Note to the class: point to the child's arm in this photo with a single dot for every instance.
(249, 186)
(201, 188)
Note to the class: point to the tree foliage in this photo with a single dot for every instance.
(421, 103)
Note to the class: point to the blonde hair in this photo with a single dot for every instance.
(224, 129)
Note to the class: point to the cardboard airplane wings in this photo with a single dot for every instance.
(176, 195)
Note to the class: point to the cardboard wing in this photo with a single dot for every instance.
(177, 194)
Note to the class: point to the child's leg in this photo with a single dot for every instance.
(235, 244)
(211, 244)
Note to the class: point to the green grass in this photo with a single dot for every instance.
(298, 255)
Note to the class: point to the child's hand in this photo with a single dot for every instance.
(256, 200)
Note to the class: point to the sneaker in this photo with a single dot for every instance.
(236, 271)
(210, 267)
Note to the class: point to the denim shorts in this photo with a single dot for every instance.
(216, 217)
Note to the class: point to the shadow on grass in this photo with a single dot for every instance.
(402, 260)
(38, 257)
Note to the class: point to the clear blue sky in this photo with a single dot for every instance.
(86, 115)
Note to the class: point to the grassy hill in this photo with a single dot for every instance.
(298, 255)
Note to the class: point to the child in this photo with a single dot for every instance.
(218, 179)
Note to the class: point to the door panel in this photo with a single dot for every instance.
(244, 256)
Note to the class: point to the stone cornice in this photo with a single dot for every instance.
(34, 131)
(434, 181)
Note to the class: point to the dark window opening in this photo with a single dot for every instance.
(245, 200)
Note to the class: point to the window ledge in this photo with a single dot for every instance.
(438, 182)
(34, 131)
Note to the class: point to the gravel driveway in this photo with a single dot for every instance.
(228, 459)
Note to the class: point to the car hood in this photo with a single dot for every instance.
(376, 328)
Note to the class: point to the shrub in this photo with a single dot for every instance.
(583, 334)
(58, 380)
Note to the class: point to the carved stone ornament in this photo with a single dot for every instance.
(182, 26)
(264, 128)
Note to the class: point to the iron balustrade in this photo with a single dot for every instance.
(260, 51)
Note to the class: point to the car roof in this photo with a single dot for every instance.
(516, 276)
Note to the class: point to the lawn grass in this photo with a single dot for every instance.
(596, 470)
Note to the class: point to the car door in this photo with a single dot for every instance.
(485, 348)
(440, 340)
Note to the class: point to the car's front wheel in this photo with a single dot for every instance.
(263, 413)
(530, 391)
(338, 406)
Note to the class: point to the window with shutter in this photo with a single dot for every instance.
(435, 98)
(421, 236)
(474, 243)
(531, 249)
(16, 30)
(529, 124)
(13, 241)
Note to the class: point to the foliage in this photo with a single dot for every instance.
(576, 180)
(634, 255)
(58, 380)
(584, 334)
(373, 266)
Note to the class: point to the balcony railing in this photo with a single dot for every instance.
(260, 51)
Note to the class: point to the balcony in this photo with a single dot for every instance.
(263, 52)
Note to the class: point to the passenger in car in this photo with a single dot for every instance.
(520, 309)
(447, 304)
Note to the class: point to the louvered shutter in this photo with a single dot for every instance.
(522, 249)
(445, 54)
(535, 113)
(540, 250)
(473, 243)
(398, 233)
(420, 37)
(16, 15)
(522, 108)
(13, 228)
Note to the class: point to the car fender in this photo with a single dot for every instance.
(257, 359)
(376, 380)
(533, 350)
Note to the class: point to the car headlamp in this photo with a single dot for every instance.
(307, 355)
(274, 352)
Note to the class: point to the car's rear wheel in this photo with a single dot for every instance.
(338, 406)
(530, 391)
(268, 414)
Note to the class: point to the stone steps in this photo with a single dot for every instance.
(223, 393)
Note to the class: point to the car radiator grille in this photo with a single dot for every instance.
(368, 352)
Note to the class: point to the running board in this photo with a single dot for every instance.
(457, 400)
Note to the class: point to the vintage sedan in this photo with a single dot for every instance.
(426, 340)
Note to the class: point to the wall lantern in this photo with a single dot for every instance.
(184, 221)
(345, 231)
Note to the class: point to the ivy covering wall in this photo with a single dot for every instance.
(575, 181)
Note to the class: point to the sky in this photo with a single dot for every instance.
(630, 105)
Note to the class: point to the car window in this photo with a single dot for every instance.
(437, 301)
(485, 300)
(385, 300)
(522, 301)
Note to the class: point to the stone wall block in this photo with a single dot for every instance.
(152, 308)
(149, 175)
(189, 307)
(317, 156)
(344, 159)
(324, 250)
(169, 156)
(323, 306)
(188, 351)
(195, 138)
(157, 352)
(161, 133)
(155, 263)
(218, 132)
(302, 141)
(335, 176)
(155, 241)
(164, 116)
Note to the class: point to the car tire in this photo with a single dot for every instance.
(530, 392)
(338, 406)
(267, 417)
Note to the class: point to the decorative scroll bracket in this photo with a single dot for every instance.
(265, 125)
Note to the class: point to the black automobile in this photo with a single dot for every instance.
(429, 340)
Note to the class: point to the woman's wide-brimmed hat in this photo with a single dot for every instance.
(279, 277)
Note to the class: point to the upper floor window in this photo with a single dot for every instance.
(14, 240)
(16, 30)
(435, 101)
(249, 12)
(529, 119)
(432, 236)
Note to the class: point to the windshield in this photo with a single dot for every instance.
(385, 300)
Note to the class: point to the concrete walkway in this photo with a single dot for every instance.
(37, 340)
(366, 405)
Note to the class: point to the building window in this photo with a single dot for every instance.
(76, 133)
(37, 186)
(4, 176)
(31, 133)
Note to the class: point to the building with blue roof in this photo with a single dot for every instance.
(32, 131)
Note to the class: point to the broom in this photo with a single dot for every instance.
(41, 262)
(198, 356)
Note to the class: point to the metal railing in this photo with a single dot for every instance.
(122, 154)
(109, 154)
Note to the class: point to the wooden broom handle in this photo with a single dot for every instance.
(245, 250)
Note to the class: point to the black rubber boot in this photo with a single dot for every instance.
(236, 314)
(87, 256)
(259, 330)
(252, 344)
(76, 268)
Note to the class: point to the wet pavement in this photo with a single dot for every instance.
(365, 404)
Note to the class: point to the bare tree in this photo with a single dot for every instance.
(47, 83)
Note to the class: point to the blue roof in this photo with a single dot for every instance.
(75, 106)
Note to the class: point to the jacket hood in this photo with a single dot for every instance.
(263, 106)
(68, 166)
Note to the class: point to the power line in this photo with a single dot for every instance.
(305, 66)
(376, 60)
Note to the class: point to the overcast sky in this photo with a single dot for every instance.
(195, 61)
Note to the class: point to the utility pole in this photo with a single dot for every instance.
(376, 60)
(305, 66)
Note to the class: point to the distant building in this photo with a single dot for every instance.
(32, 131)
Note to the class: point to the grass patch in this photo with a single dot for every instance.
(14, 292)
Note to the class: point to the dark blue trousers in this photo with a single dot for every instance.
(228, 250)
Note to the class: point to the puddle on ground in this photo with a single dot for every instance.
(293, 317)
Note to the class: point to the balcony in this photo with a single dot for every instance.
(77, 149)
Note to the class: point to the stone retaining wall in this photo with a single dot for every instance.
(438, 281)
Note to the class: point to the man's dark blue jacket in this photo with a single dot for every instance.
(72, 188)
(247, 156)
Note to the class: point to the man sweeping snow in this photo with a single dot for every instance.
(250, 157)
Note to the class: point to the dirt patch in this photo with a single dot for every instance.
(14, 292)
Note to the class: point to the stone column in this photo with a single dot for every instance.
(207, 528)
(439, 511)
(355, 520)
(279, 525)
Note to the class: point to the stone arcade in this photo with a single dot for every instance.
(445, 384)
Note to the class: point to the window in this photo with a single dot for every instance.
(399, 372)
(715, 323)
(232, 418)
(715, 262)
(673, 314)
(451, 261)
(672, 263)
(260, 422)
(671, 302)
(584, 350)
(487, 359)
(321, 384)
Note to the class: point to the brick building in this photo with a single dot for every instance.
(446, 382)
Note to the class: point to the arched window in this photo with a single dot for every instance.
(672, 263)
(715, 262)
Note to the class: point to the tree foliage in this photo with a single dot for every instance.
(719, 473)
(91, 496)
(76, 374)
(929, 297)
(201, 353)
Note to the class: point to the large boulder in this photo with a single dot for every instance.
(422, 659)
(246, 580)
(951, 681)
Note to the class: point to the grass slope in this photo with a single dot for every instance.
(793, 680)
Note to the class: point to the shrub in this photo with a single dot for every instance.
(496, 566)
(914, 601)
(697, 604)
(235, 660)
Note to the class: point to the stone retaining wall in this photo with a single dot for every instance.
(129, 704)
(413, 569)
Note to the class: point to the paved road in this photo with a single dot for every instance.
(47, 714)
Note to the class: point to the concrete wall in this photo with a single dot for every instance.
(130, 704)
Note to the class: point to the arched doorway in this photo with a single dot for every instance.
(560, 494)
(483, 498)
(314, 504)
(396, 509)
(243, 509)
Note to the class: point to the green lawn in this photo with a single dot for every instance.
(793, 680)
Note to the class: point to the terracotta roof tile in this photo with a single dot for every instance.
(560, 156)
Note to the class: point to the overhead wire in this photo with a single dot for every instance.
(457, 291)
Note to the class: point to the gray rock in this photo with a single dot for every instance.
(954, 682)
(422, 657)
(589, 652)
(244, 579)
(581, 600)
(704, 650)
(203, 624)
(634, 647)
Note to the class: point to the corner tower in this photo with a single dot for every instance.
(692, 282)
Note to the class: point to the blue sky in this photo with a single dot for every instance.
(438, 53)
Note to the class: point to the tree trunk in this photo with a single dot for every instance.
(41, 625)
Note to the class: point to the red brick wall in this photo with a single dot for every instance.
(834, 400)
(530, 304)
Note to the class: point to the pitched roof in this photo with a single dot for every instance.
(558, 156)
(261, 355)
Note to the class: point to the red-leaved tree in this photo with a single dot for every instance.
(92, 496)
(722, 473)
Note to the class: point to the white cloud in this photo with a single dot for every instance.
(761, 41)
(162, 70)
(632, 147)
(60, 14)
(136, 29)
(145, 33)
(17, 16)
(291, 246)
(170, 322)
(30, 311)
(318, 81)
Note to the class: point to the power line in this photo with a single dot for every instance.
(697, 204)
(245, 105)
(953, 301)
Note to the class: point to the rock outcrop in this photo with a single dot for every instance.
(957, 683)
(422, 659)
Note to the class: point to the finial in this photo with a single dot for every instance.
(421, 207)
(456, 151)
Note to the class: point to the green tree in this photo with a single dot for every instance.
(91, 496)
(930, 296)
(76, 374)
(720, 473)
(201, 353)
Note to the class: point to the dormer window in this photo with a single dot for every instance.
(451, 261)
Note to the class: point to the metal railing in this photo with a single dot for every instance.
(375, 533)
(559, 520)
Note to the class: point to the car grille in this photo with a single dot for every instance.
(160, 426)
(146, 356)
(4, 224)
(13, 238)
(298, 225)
++++++++++++++++++++
For this exercise, please copy exactly the lines from the one holding "Note to the class: point to the gray" through the end of the records, the first and last included.

Note to the class: point to the gray rock in this photo with a single dot for every instance.
(954, 682)
(422, 657)
(589, 652)
(244, 579)
(581, 600)
(704, 650)
(203, 624)
(634, 647)
Note to the class: point to the corner tower in this photo with a single dot for every instance.
(692, 282)
Note to the class: point to the blue sky in this photo with a single dot for every instance.
(438, 53)
Note to the class: point to the tree trunk in this photo with a single dot for every instance.
(41, 625)
Note to the class: point to the red brick wall in this photo with a single dot for every instance.
(834, 400)
(530, 304)
Note to the class: point to the pitched roof in this photo with a single dot for every instance.
(558, 156)
(261, 355)
Note to the class: point to the red-leaved tree in this photo with a single dot for every instance.
(92, 496)
(722, 473)
Note to the class: point to the white cloud in this photo with a single dot for every instance.
(761, 41)
(162, 70)
(632, 147)
(60, 14)
(136, 29)
(145, 33)
(17, 16)
(291, 246)
(170, 322)
(30, 311)
(318, 81)
Note to the class: point to the power line in this photo with a single dot for every instance.
(697, 204)
(245, 105)
(953, 301)
Note to the class: point to the rock outcrop in this photo with a single dot for every instance.
(957, 683)
(422, 659)
Note to the class: point to the finial in this photo with a single dot for every instance.
(421, 207)
(456, 151)
Note to the class: point to the green tree in this photo with a single dot for every instance.
(91, 496)
(930, 296)
(76, 374)
(720, 473)
(201, 353)
Note to the class: point to the dormer window in this photo with a single dot for every instance.
(451, 261)
Note to the class: point to the metal railing in this photo with a single dot for every instance.
(375, 533)
(559, 520)
Note to the class: point to the car grille in this photo with a single dot for every instance.
(160, 426)
(146, 356)
(4, 224)
(13, 238)
(298, 225)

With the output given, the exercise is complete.